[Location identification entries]
▬▬▬▬▬▬▬▬▬▬

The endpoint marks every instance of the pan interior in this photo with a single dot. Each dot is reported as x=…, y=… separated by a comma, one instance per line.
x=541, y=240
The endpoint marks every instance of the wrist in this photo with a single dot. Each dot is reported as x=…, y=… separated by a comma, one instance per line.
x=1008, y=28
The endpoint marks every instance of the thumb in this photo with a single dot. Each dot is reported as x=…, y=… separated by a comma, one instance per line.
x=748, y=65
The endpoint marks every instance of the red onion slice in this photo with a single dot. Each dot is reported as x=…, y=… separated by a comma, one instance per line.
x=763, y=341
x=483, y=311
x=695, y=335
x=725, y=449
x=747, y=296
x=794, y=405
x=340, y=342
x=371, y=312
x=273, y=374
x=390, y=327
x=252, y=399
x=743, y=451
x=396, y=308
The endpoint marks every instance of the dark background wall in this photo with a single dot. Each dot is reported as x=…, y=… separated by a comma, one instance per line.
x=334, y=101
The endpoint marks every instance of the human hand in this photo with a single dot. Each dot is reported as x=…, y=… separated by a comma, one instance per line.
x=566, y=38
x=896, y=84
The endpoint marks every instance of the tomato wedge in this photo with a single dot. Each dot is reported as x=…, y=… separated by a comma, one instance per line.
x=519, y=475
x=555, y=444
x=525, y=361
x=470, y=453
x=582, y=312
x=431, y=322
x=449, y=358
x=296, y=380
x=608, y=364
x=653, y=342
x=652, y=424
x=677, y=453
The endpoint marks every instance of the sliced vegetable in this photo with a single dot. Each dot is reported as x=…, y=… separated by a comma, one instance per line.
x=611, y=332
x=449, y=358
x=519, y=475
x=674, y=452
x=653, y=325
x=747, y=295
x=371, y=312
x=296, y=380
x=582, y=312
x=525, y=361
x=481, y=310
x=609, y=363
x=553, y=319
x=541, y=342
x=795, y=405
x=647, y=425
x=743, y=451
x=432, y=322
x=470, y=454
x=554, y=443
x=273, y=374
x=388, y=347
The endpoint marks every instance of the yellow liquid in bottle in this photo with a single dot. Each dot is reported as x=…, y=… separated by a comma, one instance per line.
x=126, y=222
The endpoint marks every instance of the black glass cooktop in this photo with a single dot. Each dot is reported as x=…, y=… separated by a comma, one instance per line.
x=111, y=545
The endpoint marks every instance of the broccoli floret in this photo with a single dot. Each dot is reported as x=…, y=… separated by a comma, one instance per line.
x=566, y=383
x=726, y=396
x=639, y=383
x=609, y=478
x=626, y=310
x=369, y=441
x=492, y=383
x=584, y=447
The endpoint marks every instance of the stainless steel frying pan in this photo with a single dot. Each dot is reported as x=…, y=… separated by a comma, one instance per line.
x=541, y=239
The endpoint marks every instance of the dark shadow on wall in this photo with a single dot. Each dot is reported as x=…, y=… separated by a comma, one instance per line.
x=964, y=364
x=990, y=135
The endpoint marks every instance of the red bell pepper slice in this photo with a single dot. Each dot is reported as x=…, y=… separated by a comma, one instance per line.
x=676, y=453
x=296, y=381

▬▬▬▬▬▬▬▬▬▬

# TASK BRIEF:
Repeat the listing above without any change.

# ANSWER FOR THIS EXERCISE:
The endpoint marks every instance of the pan interior in this photo with a single dot. Each dot is reported as x=…, y=… separated by a comma, one instance per line.
x=541, y=240
The endpoint marks every instance of the wrist in this photo with a single dot. Each dot is reported as x=…, y=… separated by a comma, one instance per line.
x=1008, y=28
The endpoint marks every instance of the thumb in this photo with a single dot. Each dot is reported as x=…, y=… separated by a comma, one instance per line.
x=748, y=65
The endpoint marks every instance of the red onion slice in this photo with a single dot. Each dot is reported as x=…, y=… separated by a comma, one instance per line.
x=763, y=341
x=483, y=311
x=695, y=335
x=725, y=449
x=747, y=296
x=794, y=405
x=340, y=342
x=371, y=312
x=273, y=374
x=390, y=327
x=252, y=399
x=743, y=451
x=396, y=308
The endpoint marks every instance of the dark background wall in this photo with a single dot. Each dot is reported as x=…, y=… separated by a comma, one instance per line.
x=334, y=101
The endpoint marks every instance of the human hand in this photo with a single dot. Each dot is reported as x=…, y=… separated by a comma, one instance per line.
x=566, y=38
x=896, y=84
The endpoint marks every instance of the tomato wedge in this photo with a single dot. Each dot is reported as x=…, y=… separated by a comma, one instance per line.
x=519, y=475
x=555, y=444
x=525, y=361
x=470, y=453
x=582, y=312
x=431, y=322
x=449, y=358
x=296, y=380
x=608, y=364
x=653, y=342
x=652, y=424
x=677, y=453
The endpoint marks every instance of the sliced vegetable in this photo with a single dot. Each dot is reported as x=…, y=… separated by a comma, one instance per line.
x=611, y=332
x=449, y=358
x=519, y=475
x=674, y=452
x=653, y=325
x=747, y=295
x=371, y=312
x=296, y=380
x=582, y=312
x=525, y=361
x=481, y=310
x=609, y=363
x=553, y=319
x=541, y=342
x=795, y=405
x=647, y=425
x=743, y=451
x=432, y=322
x=470, y=454
x=554, y=443
x=273, y=374
x=388, y=347
The endpoint marks every instance of the yellow liquid in bottle in this photo with a single dot. Each dot is reported as x=…, y=… separated by a comma, one instance per line.
x=126, y=222
The endpoint marks every instance of the black glass cooktop in this photo with a single dot. Each dot is reported as x=…, y=… separated by a comma, one instance per line.
x=111, y=545
The endpoint marks every instance of the broccoli floret in this photo with a single dot. Each dot is reported as x=…, y=… separated by a comma, one instance per line.
x=566, y=383
x=726, y=396
x=639, y=383
x=609, y=478
x=626, y=310
x=369, y=441
x=492, y=383
x=584, y=447
The endpoint marks every instance of the stainless steel frying pan in this photo with a single dot. Each dot is reported as x=…, y=… separated by a comma, one instance per line.
x=541, y=239
The endpoint marks every instance of the dark shadow on wall in this photo with a single dot. Each dot is reported as x=…, y=… separated by a comma, one instance per line.
x=964, y=364
x=990, y=135
The endpoint marks every instance of the red bell pepper slice in this photo with a single dot. Each dot is reported as x=…, y=… separated by a comma, one instance per line.
x=676, y=453
x=296, y=381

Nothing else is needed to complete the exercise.